— Data —
-*-

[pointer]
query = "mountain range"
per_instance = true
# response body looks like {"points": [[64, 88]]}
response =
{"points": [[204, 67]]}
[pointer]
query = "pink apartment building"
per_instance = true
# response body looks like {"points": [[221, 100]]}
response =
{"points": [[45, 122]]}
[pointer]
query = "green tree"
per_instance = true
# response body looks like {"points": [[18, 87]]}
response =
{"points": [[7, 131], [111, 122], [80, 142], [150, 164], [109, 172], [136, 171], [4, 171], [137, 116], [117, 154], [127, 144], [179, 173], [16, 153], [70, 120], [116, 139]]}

-*-

Each record above must be transcribed exactly, and none may be skipped.

[pointer]
query = "mountain range"
per_instance = true
# response body looks like {"points": [[64, 88]]}
response =
{"points": [[204, 67]]}
[pointer]
query = "pink apartment building"
per_instance = true
# response body looks like {"points": [[221, 100]]}
response =
{"points": [[45, 122]]}
[pointer]
query = "green tree"
per_instance = true
# response body looks like {"points": [[18, 87]]}
response =
{"points": [[7, 131], [111, 122], [80, 142], [150, 164], [109, 172], [136, 171], [4, 171], [137, 116], [117, 154], [127, 144], [179, 173], [16, 153], [70, 120], [116, 139]]}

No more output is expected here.